Transcribe only the part of the listing below that begins at the line containing "Mark one point on every instance of the overcast" and runs to its final line, keeping both ends.

◆ ◆ ◆ ◆ ◆

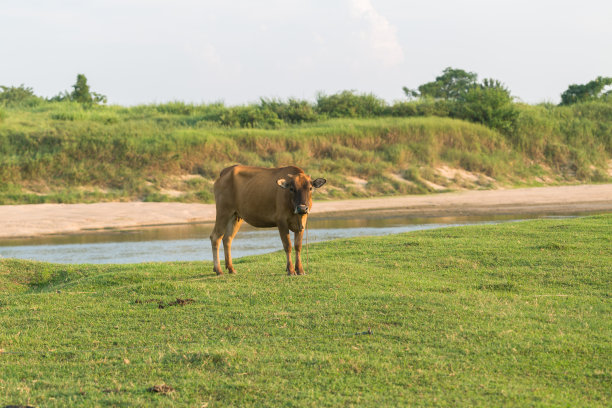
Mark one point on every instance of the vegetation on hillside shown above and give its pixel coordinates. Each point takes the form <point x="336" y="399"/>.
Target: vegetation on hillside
<point x="516" y="314"/>
<point x="456" y="132"/>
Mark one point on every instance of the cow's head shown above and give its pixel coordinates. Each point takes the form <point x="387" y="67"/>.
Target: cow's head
<point x="300" y="187"/>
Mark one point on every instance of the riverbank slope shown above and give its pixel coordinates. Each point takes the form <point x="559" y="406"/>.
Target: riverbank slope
<point x="17" y="221"/>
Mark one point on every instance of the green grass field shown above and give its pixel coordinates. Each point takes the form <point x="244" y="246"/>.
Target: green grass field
<point x="63" y="152"/>
<point x="514" y="314"/>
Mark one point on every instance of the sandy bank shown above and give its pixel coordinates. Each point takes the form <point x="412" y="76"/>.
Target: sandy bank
<point x="43" y="219"/>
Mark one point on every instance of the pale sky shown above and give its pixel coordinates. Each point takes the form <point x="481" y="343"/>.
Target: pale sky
<point x="236" y="51"/>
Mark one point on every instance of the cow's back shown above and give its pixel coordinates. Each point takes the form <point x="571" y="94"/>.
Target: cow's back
<point x="251" y="192"/>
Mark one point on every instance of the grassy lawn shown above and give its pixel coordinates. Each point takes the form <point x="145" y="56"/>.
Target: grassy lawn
<point x="515" y="314"/>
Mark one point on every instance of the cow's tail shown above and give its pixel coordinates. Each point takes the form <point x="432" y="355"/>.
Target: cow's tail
<point x="226" y="170"/>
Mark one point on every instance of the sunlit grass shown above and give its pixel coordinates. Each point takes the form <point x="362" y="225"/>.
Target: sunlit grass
<point x="511" y="314"/>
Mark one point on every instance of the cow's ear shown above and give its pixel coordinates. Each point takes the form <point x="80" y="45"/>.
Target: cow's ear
<point x="282" y="183"/>
<point x="319" y="182"/>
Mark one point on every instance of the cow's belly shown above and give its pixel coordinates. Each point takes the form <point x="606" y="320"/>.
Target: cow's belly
<point x="258" y="221"/>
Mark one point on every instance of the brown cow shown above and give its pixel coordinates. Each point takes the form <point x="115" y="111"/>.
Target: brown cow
<point x="264" y="198"/>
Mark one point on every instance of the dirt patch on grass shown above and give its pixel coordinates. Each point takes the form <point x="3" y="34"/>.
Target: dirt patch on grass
<point x="162" y="305"/>
<point x="161" y="389"/>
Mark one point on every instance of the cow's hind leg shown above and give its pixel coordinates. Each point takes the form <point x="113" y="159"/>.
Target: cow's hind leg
<point x="284" y="233"/>
<point x="298" y="252"/>
<point x="231" y="228"/>
<point x="215" y="240"/>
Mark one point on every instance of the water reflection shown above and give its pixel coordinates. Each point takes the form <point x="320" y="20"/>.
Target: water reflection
<point x="190" y="242"/>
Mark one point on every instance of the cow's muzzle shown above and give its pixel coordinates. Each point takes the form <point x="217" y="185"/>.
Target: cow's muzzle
<point x="301" y="209"/>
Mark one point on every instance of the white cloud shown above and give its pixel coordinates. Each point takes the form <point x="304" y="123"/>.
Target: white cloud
<point x="379" y="33"/>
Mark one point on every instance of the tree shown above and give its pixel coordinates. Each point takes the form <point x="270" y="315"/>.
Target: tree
<point x="489" y="103"/>
<point x="452" y="84"/>
<point x="80" y="93"/>
<point x="581" y="93"/>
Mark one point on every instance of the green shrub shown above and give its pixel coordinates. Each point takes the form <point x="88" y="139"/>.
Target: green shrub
<point x="348" y="104"/>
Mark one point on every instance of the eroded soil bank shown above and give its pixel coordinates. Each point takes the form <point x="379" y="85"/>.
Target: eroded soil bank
<point x="43" y="219"/>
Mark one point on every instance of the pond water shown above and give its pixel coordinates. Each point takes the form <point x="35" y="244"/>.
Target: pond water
<point x="191" y="243"/>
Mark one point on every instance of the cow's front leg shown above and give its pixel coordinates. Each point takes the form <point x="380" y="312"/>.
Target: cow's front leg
<point x="298" y="252"/>
<point x="284" y="233"/>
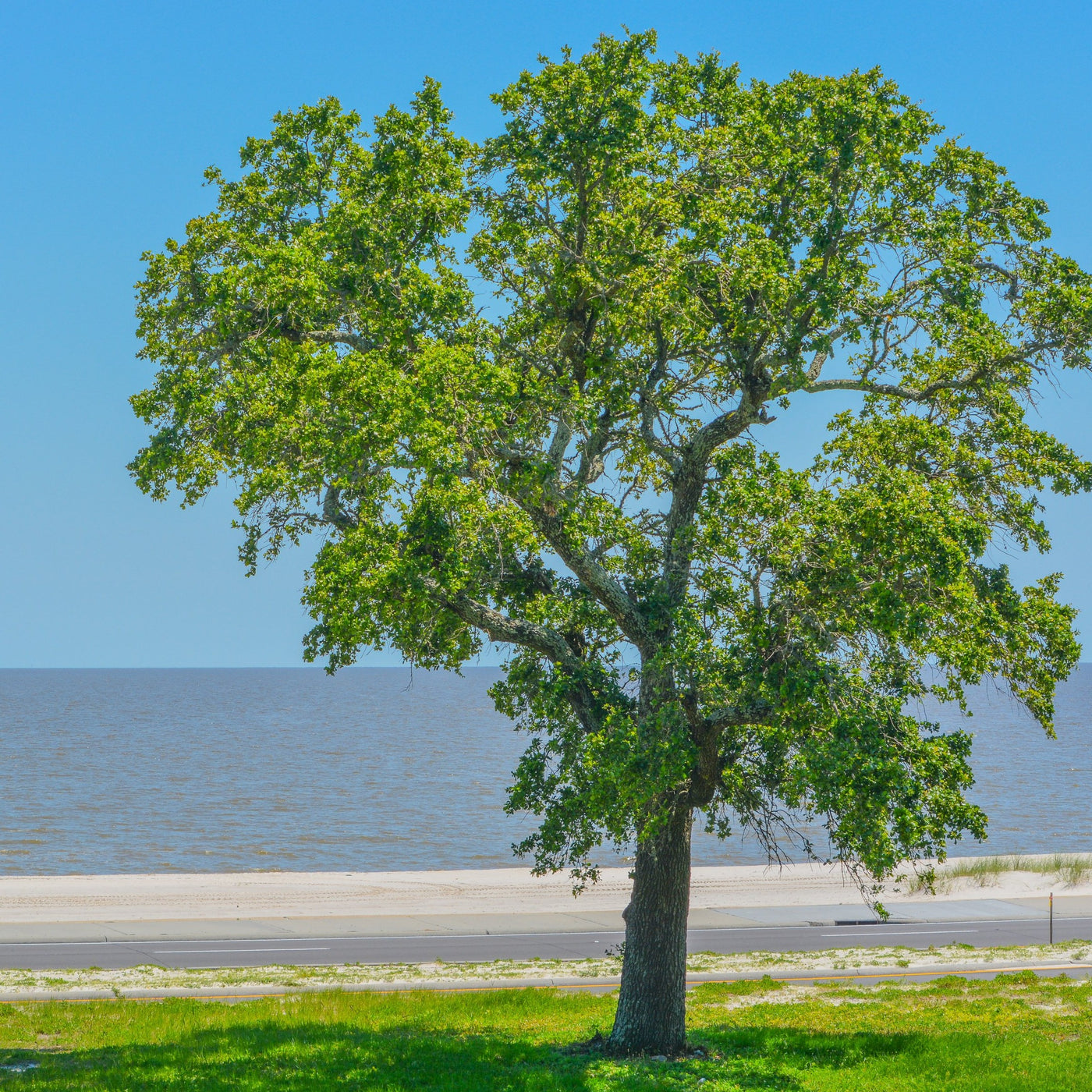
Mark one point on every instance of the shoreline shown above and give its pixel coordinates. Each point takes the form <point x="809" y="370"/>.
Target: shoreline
<point x="281" y="895"/>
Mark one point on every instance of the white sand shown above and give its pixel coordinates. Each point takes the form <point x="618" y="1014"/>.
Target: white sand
<point x="37" y="899"/>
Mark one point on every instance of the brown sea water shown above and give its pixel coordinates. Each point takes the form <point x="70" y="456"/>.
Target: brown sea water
<point x="374" y="769"/>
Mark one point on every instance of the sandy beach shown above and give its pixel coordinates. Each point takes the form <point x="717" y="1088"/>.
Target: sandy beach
<point x="235" y="895"/>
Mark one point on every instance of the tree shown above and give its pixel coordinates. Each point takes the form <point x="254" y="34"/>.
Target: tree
<point x="576" y="466"/>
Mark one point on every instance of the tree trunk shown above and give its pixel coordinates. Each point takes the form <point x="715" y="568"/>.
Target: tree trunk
<point x="651" y="1016"/>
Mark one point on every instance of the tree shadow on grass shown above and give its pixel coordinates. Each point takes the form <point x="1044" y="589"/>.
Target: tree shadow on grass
<point x="310" y="1055"/>
<point x="275" y="1056"/>
<point x="772" y="1057"/>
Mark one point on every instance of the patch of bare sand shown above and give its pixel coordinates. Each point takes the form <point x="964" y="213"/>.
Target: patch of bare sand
<point x="36" y="899"/>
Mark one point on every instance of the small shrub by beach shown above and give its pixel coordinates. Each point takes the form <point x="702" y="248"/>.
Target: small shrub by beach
<point x="1016" y="1034"/>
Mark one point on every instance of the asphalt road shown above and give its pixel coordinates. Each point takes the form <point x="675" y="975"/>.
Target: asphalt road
<point x="223" y="953"/>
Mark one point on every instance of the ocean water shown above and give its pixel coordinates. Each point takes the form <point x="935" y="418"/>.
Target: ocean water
<point x="374" y="769"/>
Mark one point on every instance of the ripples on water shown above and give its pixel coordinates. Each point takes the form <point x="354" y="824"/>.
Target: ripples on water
<point x="374" y="769"/>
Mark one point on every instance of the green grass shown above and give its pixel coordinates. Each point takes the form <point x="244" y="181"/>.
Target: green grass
<point x="1016" y="1034"/>
<point x="1068" y="868"/>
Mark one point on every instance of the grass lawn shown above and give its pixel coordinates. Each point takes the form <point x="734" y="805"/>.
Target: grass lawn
<point x="1015" y="1034"/>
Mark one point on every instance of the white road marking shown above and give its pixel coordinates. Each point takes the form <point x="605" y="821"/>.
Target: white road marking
<point x="902" y="933"/>
<point x="216" y="952"/>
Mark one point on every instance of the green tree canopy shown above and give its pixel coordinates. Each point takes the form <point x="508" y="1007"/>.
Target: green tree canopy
<point x="530" y="392"/>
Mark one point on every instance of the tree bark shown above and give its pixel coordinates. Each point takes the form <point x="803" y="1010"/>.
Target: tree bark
<point x="651" y="1015"/>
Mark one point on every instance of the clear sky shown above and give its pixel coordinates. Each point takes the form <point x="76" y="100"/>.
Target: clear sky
<point x="111" y="112"/>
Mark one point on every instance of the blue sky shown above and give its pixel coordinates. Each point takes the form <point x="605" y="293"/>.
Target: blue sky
<point x="111" y="112"/>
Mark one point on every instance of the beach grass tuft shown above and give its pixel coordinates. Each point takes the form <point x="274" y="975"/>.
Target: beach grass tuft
<point x="1070" y="870"/>
<point x="1018" y="1034"/>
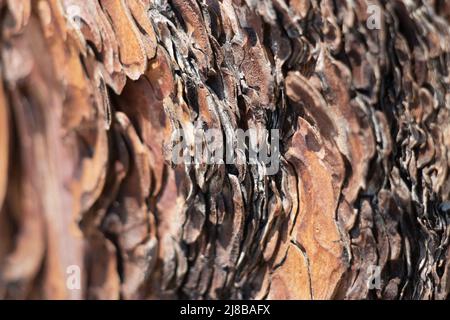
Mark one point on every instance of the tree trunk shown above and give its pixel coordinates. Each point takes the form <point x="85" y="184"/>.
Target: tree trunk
<point x="94" y="91"/>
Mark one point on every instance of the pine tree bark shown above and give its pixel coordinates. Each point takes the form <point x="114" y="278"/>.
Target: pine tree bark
<point x="92" y="90"/>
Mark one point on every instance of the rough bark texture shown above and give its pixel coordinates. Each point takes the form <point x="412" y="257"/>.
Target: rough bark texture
<point x="86" y="116"/>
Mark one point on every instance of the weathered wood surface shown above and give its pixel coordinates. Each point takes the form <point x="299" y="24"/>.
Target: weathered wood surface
<point x="92" y="90"/>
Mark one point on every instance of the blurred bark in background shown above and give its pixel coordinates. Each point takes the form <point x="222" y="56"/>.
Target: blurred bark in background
<point x="92" y="91"/>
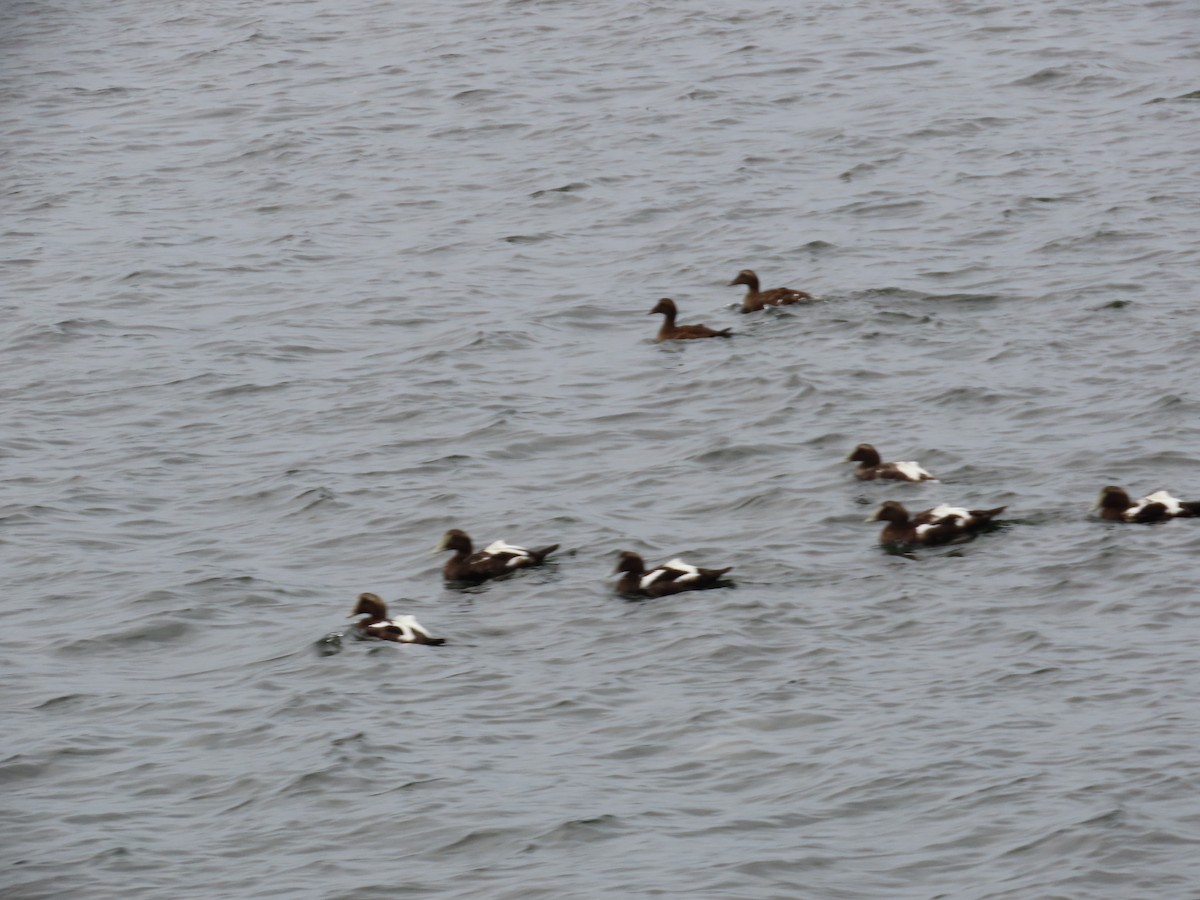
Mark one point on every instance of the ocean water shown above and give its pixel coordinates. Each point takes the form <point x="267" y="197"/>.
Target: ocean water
<point x="292" y="288"/>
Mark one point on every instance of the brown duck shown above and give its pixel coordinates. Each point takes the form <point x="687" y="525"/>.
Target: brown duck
<point x="496" y="559"/>
<point x="671" y="577"/>
<point x="931" y="527"/>
<point x="1114" y="504"/>
<point x="756" y="299"/>
<point x="402" y="629"/>
<point x="870" y="467"/>
<point x="671" y="331"/>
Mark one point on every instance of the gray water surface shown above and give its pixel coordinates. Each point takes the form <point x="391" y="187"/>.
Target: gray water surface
<point x="291" y="288"/>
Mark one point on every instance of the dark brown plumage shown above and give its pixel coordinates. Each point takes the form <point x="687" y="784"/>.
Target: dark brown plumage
<point x="672" y="577"/>
<point x="1114" y="504"/>
<point x="756" y="299"/>
<point x="931" y="527"/>
<point x="871" y="467"/>
<point x="498" y="558"/>
<point x="671" y="331"/>
<point x="402" y="629"/>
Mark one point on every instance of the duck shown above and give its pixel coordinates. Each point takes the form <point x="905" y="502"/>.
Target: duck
<point x="401" y="629"/>
<point x="756" y="299"/>
<point x="671" y="577"/>
<point x="1114" y="504"/>
<point x="931" y="527"/>
<point x="671" y="331"/>
<point x="493" y="561"/>
<point x="870" y="467"/>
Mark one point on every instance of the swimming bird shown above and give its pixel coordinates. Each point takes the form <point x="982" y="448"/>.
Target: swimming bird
<point x="671" y="577"/>
<point x="870" y="467"/>
<point x="940" y="525"/>
<point x="1114" y="504"/>
<point x="756" y="299"/>
<point x="497" y="558"/>
<point x="671" y="331"/>
<point x="401" y="629"/>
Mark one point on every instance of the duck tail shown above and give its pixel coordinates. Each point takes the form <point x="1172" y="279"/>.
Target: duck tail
<point x="540" y="555"/>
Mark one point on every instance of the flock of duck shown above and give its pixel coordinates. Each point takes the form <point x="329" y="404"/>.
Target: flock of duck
<point x="933" y="527"/>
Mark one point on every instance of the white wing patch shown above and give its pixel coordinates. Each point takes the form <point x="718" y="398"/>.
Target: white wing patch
<point x="943" y="511"/>
<point x="912" y="471"/>
<point x="1173" y="504"/>
<point x="688" y="573"/>
<point x="499" y="547"/>
<point x="407" y="625"/>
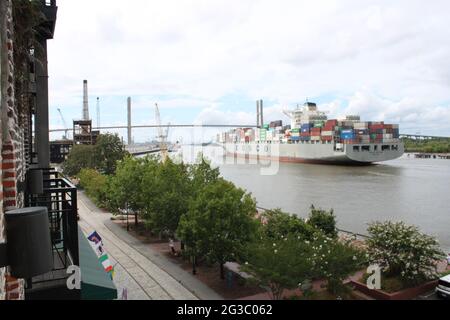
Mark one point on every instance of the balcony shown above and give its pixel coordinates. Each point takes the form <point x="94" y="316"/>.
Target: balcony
<point x="49" y="9"/>
<point x="69" y="247"/>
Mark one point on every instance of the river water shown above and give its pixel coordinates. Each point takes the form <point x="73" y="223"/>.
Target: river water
<point x="407" y="189"/>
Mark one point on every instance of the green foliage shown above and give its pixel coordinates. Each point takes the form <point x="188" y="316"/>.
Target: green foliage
<point x="95" y="185"/>
<point x="108" y="150"/>
<point x="165" y="194"/>
<point x="219" y="223"/>
<point x="202" y="174"/>
<point x="404" y="251"/>
<point x="125" y="187"/>
<point x="335" y="260"/>
<point x="427" y="146"/>
<point x="280" y="224"/>
<point x="280" y="264"/>
<point x="80" y="157"/>
<point x="324" y="221"/>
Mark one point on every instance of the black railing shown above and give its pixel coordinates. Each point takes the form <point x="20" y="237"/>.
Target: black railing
<point x="60" y="198"/>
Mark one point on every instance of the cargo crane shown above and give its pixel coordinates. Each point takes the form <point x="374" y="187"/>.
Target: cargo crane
<point x="65" y="136"/>
<point x="162" y="136"/>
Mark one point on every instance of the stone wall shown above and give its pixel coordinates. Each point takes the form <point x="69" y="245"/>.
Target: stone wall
<point x="3" y="61"/>
<point x="13" y="162"/>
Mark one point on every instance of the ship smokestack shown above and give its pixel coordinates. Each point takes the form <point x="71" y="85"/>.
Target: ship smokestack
<point x="85" y="101"/>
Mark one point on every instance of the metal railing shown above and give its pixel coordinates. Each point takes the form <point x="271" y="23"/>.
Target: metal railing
<point x="60" y="198"/>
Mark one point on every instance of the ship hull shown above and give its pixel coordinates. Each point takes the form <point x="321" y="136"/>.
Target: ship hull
<point x="364" y="154"/>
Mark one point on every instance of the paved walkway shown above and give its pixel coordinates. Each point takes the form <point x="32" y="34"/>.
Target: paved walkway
<point x="142" y="271"/>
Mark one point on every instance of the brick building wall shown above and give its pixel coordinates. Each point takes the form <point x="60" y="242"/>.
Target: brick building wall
<point x="2" y="90"/>
<point x="13" y="162"/>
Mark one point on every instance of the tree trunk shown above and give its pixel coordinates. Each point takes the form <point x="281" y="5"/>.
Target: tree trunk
<point x="194" y="264"/>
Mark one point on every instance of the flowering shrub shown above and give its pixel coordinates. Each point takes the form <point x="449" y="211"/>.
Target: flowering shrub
<point x="335" y="260"/>
<point x="404" y="251"/>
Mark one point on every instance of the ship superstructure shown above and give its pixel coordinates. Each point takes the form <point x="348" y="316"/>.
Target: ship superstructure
<point x="312" y="137"/>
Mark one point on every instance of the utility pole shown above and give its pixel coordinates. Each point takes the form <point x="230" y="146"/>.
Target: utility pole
<point x="98" y="112"/>
<point x="130" y="138"/>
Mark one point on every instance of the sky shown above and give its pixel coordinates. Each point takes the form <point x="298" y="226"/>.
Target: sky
<point x="208" y="61"/>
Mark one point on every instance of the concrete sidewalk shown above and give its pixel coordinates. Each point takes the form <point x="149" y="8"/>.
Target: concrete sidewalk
<point x="140" y="269"/>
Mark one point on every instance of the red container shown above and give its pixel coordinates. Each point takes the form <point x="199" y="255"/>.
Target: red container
<point x="376" y="127"/>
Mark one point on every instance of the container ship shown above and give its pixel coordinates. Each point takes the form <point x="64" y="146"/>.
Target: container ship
<point x="313" y="138"/>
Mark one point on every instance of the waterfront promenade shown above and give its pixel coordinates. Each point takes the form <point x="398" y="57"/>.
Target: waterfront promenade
<point x="139" y="269"/>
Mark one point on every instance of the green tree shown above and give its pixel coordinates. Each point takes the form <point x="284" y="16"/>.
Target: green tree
<point x="404" y="251"/>
<point x="278" y="223"/>
<point x="324" y="221"/>
<point x="125" y="188"/>
<point x="280" y="264"/>
<point x="165" y="194"/>
<point x="80" y="157"/>
<point x="335" y="260"/>
<point x="202" y="174"/>
<point x="219" y="223"/>
<point x="108" y="150"/>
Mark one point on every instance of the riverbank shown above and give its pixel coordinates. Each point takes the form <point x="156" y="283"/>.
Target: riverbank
<point x="209" y="275"/>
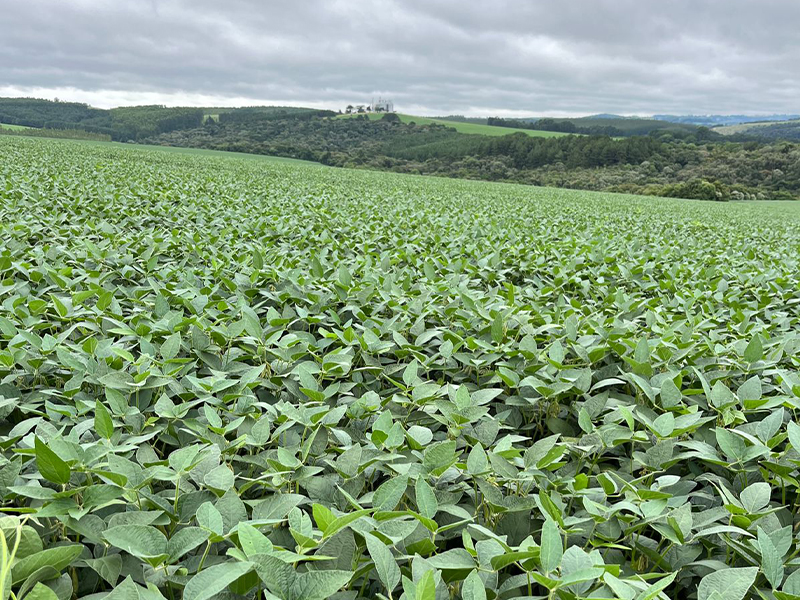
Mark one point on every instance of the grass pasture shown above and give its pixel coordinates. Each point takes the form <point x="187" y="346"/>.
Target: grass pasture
<point x="14" y="127"/>
<point x="749" y="127"/>
<point x="240" y="377"/>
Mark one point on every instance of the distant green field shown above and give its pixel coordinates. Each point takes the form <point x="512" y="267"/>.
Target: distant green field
<point x="16" y="127"/>
<point x="195" y="151"/>
<point x="745" y="127"/>
<point x="469" y="128"/>
<point x="321" y="383"/>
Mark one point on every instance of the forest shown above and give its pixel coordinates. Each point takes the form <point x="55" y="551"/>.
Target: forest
<point x="688" y="164"/>
<point x="637" y="156"/>
<point x="121" y="124"/>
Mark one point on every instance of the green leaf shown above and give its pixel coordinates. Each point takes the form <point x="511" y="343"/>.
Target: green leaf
<point x="319" y="585"/>
<point x="50" y="465"/>
<point x="552" y="546"/>
<point x="210" y="518"/>
<point x="143" y="541"/>
<point x="426" y="499"/>
<point x="57" y="557"/>
<point x="771" y="559"/>
<point x="108" y="567"/>
<point x="755" y="497"/>
<point x="730" y="584"/>
<point x="102" y="421"/>
<point x="184" y="541"/>
<point x="171" y="346"/>
<point x="219" y="478"/>
<point x="41" y="592"/>
<point x="754" y="351"/>
<point x="388" y="495"/>
<point x="213" y="580"/>
<point x="656" y="588"/>
<point x="477" y="461"/>
<point x="127" y="590"/>
<point x="253" y="541"/>
<point x="426" y="587"/>
<point x="472" y="588"/>
<point x="385" y="563"/>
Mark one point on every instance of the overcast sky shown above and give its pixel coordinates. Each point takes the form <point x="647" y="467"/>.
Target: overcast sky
<point x="512" y="58"/>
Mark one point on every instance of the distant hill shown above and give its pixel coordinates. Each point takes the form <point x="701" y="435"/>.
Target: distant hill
<point x="123" y="123"/>
<point x="469" y="127"/>
<point x="719" y="120"/>
<point x="767" y="130"/>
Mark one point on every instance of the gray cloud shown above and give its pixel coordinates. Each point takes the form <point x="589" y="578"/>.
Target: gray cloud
<point x="431" y="56"/>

◆ ◆ ◆ ◆ ◆

- [ANSWER TO THIS PROBLEM]:
Mark one point on every instance of the overcast sky shown above and give its pixel coordinates. Each point takes the form <point x="647" y="467"/>.
Target: overcast sky
<point x="512" y="58"/>
Mark one point on every instance of the distant hill shown above and give its pixel coordinates. Each point takes the form <point x="701" y="435"/>.
Target: distant hill
<point x="123" y="123"/>
<point x="469" y="127"/>
<point x="719" y="120"/>
<point x="767" y="130"/>
Mark one point on every instance of the gray cloud shown above and give its pixel coordinates. Each point takes the form <point x="589" y="578"/>.
Target: gray cloud
<point x="431" y="56"/>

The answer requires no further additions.